-- Start of Extracted text --
Can't Pay, Won't Pay (Sun C4) came up with some very convincing reasons why not, and in the process offered a lovely illustration of how easy it is for politicians to get things horribly, horribly wrong. Initially, the CSA seemed an obviously attractive idea - the principles behind it pure "motherhood and apple-pie", in the words of one ex- minister. But because everybody was so busy supporting the principle, nobody, including the supposed opposition, bothered to scrutinise the details. Frank Field pointed out that voters always want politicians to agree on things: in fact, agreement is a recipe for disaster.

Some shrewd politicians spotted that the CSA might be a political hot potato. One school of thought had it that the agency should be run by the Inland Revenue. Peter Lilley, chief secretary to the Treasury at the time, popped up to describe how he had argued against this view, objecting that if the tax system got embroiled in family disputes, people would be more reluctant to pay tax. The CSA was hived off to the Department of Social Security; unfortunately for Lilley, shortly afterwards so was he, thoroughly hoisted with his own petard.

Even though it wasn't running the scheme, the Treasury still did its bit to cock things up. In Wisconsin, a similar agency had been run successfully on the assumption that budget savings could not be a primary objective. Over here, though, the Treasury's eagerness to save money won out: it was decided that mothers would not be allowed to keep any of their benefit payment once they were getting money from their husbands. As the commentary mordantly put it: "At a stroke, millions of mothers were no better off" - which meant they had no incentive to co-operate with the CSA.

The blunders piled up: it was decided that the CSA should not just take on new cases, but should rake up a lot of old ones. The formula devised for deciding how much money should be paid by fathers was of sufficient complexity to boggle an astrophysicist; the CSA's new staff, poorly trained and using an unreliable computer system, didn't have the foggiest how to work it. The result was thorough-going chaos.

Bureaucracy is rarely a subject to make the pulse race, but here, the snowballing idiocy was presented with a clarity and understated wit that made it a grim sort of pleasure.
-- End of Extracted text --
-- Start of Data segment --
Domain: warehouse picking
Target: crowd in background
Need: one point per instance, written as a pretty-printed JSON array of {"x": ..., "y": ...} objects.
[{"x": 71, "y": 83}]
-- End of Data segment --
*Exercise requirements*: Reproduce the full review of Can't Pay, Won't Pay above word for word.

*Output of the task*:
Can't Pay, Won't Pay (Sun C4) came up with some very convincing reasons why not, and in the process offered a lovely illustration of how easy it is for politicians to get things horribly, horribly wrong. Initially, the CSA seemed an obviously attractive idea - the principles behind it pure "motherhood and apple-pie", in the words of one ex- minister. But because everybody was so busy supporting the principle, nobody, including the supposed opposition, bothered to scrutinise the details. Frank Field pointed out that voters always want politicians to agree on things: in fact, agreement is a recipe for disaster.

Some shrewd politicians spotted that the CSA might be a political hot potato. One school of thought had it that the agency should be run by the Inland Revenue. Peter Lilley, chief secretary to the Treasury at the time, popped up to describe how he had argued against this view, objecting that if the tax system got embroiled in family disputes, people would be more reluctant to pay tax. The CSA was hived off to the Department of Social Security; unfortunately for Lilley, shortly afterwards so was he, thoroughly hoisted with his own petard.

Even though it wasn't running the scheme, the Treasury still did its bit to cock things up. In Wisconsin, a similar agency had been run successfully on the assumption that budget savings could not be a primary objective. Over here, though, the Treasury's eagerness to save money won out: it was decided that mothers would not be allowed to keep any of their benefit payment once they were getting money from their husbands. As the commentary mordantly put it: "At a stroke, millions of mothers were no better off" - which meant they had no incentive to co-operate with the CSA.

The blunders piled up: it was decided that the CSA should not just take on new cases, but should rake up a lot of old ones. The formula devised for deciding how much money should be paid by fathers was of sufficient complexity to boggle an astrophysicist; the CSA's new staff, poorly trained and using an unreliable computer system, didn't have the foggiest how to work it. The result was thorough-going chaos.

Bureaucracy is rarely a subject to make the pulse race, but here, the snowballing idiocy was presented with a clarity and understated wit that made it a grim sort of pleasure.